▸ **TEXTAUSZUG**
Es gibt eine Platte, auf der Robert Mitchum Calypso-Songs singt.
Ja, die habe ich! Auf dem Cover ist diese Frau mit Maracas in der Hand, nicht wahr? Ich sammle diese Art von Platten. Ich besitze sogar eine mit Leonard Nimoy und William Shatner von „Raumschiff Enterprise“. Mr. Spock singt darauf „If I Had A Hammer“ (lacht)l Aber Robert Mitchum – der war mein absoluter Traummann. Sensibel, aber handfest. Alte Schule. Und Charisma ohne Ende. Wahnsinn.
Manche Deiner Texte ähneln Short Stories oder Drehbüchern zu Kurzfilmen. Was meinst Du: Welchen Song Deiner neuen Platte Js This Desire?“ könnte man am besten verfilmen?
Ich würde eher einen der vagen Texte nehmen, keine konkrete Geschichten. Die Art, wie Schauspieler in eine Rolle schlüpfen, entspricht tatsächlich meinem Songwriting: Ich denke mich in eine Rolle oder eine Situation hinein, und aus dieser Perspektive singe und erzähle ich dann.

▸ **VERFÜGBARE DATEN**
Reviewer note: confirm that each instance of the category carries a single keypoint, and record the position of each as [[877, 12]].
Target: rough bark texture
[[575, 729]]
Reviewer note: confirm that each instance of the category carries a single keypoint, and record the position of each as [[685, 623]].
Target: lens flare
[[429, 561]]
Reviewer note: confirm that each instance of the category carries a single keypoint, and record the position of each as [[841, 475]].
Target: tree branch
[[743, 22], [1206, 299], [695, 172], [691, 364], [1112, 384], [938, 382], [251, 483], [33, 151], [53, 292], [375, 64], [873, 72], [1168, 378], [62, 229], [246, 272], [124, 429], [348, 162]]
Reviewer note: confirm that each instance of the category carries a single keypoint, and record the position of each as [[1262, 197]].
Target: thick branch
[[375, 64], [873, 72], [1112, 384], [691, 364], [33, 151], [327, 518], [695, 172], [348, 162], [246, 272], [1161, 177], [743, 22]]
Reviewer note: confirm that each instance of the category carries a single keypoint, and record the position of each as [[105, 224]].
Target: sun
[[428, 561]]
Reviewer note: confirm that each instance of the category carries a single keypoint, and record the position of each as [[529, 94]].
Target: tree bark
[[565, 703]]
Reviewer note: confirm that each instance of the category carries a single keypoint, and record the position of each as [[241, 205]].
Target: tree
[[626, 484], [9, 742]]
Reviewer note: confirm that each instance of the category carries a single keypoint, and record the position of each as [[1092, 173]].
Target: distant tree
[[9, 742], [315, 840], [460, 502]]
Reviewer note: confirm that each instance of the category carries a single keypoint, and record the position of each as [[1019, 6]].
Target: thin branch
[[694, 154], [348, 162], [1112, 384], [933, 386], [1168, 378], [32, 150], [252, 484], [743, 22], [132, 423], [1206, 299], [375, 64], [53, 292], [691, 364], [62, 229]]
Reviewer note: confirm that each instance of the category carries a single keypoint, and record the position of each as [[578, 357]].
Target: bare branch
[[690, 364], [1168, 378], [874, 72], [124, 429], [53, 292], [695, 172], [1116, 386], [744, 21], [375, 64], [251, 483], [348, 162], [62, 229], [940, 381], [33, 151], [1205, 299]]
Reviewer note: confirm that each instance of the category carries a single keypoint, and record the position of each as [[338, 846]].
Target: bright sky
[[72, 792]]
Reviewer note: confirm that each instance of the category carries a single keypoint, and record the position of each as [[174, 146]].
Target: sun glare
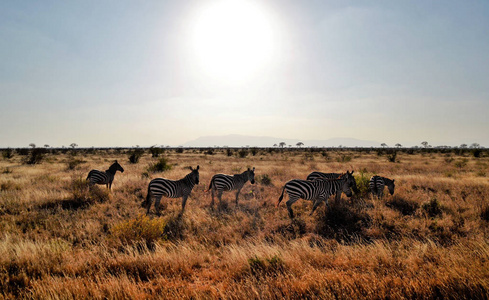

...

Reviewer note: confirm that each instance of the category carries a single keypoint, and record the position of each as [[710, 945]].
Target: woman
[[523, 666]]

* * *

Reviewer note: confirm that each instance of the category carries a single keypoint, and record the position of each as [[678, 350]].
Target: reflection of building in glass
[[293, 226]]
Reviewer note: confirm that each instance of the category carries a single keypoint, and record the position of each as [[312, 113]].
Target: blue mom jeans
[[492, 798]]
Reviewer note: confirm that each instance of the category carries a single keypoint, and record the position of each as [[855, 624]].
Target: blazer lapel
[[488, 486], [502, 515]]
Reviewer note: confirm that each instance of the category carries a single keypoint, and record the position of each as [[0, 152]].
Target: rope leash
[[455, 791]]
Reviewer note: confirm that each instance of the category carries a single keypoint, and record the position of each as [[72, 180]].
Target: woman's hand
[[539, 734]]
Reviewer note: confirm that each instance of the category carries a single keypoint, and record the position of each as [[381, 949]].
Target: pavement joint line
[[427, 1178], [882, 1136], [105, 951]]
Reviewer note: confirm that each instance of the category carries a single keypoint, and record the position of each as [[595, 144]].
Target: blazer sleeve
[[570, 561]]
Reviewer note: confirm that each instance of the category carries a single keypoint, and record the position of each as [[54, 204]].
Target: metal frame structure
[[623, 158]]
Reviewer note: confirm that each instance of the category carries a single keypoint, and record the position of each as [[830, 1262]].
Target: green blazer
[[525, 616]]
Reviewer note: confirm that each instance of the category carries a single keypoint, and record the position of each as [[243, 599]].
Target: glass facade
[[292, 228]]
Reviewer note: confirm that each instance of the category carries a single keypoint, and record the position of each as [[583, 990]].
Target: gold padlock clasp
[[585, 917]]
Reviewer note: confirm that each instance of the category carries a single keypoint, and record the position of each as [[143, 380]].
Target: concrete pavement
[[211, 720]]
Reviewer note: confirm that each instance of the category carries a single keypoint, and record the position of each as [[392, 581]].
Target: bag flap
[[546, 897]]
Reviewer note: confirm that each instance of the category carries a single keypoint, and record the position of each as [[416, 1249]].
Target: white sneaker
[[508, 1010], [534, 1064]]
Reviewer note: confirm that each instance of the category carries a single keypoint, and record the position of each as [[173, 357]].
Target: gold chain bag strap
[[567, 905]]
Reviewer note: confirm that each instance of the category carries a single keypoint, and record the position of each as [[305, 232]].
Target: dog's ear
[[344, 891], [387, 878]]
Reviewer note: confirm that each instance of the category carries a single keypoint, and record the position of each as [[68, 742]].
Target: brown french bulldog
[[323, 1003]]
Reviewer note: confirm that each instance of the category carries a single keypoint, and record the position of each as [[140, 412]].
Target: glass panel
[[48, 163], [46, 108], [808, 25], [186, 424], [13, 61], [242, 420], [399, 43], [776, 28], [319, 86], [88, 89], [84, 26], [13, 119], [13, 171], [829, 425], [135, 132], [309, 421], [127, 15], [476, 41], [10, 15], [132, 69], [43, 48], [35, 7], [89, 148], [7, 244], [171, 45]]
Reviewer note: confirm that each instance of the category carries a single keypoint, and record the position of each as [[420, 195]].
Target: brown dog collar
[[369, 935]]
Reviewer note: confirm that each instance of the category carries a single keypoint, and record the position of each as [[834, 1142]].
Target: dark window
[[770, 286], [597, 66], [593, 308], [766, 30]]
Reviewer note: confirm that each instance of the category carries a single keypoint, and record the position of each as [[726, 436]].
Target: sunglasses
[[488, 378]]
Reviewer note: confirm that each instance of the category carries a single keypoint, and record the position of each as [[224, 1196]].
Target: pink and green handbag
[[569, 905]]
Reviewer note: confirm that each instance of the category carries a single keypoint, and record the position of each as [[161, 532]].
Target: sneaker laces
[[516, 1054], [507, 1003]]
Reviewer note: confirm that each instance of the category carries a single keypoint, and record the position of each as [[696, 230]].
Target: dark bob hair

▸ **AUFGABE 1**
Gib den Textauszug wörtlich wieder, beginnend mit „Manche Deiner Texte“ und fortlaufend bis einschließlich „am besten verfilmen?“.
▸ **AUFGABE 2**
Welches Lied singt Mr. Spock laut dem Textauszug auf der Platte mit Leonard Nimoy und William Shatner?
Die Zeilen sind eigenständiges Material und gehören nicht zum Textauszug.

▸ **SCHRIFTLICHE ANTWORT 1**
Manche Deiner Texte ähneln Short Stories oder Drehbüchern zu Kurzfilmen. Was meinst Du: Welchen Song Deiner neuen Platte Js This Desire?“ könnte man am besten verfilmen?

▸ **SCHRIFTLICHE ANTWORT 2**
„If I Had A Hammer“